* Exercise requirements *
Are you able to quote each entry exactly as written?

* Data provided *
<<<<
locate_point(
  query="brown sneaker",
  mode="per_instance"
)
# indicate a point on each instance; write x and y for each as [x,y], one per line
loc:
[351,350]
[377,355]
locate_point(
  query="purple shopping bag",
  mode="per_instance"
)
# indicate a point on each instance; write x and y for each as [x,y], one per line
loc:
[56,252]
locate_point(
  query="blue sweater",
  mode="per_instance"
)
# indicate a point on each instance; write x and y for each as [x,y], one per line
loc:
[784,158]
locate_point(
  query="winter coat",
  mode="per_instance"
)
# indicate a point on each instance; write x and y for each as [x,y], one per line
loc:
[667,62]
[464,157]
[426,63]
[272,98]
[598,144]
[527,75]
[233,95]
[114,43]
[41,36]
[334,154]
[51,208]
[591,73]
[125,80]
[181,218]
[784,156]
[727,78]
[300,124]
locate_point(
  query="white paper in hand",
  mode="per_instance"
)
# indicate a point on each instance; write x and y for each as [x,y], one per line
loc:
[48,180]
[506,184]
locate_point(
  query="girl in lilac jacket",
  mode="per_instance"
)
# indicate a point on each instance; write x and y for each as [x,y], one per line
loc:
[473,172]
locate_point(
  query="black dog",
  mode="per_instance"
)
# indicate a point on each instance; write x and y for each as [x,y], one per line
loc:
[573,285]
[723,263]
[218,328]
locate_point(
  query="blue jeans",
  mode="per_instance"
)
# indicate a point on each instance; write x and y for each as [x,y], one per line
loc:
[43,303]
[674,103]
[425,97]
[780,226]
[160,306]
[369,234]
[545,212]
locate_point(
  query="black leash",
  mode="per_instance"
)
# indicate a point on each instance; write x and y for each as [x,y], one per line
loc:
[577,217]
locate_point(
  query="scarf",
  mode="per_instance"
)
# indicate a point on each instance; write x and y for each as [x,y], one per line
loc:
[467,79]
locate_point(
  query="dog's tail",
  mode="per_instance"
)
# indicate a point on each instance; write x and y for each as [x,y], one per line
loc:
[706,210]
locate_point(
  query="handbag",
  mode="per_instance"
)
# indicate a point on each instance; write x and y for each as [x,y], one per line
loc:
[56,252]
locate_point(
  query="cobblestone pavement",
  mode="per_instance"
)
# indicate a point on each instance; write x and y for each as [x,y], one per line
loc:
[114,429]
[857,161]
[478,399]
>>>>
* Solution *
locate_point(
  query="brown sneaker",
  mode="per_instance"
)
# indicate a point on each instance; write x and y for each as [x,y], one per line
loc:
[351,350]
[377,355]
locate_point(
  query="purple shopping bag",
  mode="per_instance"
)
# indicate a point on each instance; write x and y for each as [x,y], one per line
loc:
[56,252]
locate_point(
  query="blue sweater",
  mode="per_instance"
)
# indicate a point on each instance; write x and y for each as [x,y], one per line
loc:
[784,158]
locate_point(
  query="winter coat",
  mode="per_instance"
)
# indicate a point on each instance; write x and y for each as [x,y], one per line
loc:
[667,62]
[464,157]
[426,63]
[272,98]
[598,144]
[527,75]
[233,95]
[114,43]
[41,36]
[334,154]
[51,208]
[591,73]
[125,80]
[181,218]
[784,156]
[727,78]
[300,124]
locate_point(
  query="white paper in hand",
  mode="per_instance"
)
# indicate a point on each instance; write x and y for each as [x,y], one per line
loc:
[48,180]
[506,184]
locate_point(
  query="girl in lilac jacket",
  mode="per_instance"
)
# indicate a point on each instance; write x and y for each as [x,y], one per line
loc:
[473,172]
locate_point(
  query="black dog",
  mode="per_instance"
)
# indicate a point on each instance; write x and y for each as [x,y], one per line
loc:
[573,285]
[723,263]
[218,328]
locate_point(
  query="blue jeans",
  mode="per_instance"
)
# indicate a point on each instance; write x and y for each as [x,y], one per line
loc:
[43,303]
[674,103]
[425,97]
[780,226]
[160,306]
[369,234]
[545,212]
locate_point(
  query="black leash",
  mode="per_instance"
)
# indicate a point on each instance; write x and y for each as [x,y], one per line
loc:
[577,217]
locate_point(
  query="scarf",
  mode="per_instance"
)
# indicate a point on each instance; write x and y for each as [x,y], one per line
loc:
[467,79]
locate_point(
  query="dog's tail",
  mode="per_instance"
)
# indicate a point on each instance; write x and y for each as [x,y], one per line
loc:
[706,210]
locate_point(
  query="handbag",
  mode="per_instance"
)
# indicate a point on each instance; write x and y for each as [x,y], one per line
loc:
[56,252]
locate_point(
  query="cobblestone pavement",
  mode="per_instance"
)
# indicate a point on each instance; write x and y for each as [x,y], one per line
loc:
[114,429]
[857,161]
[478,399]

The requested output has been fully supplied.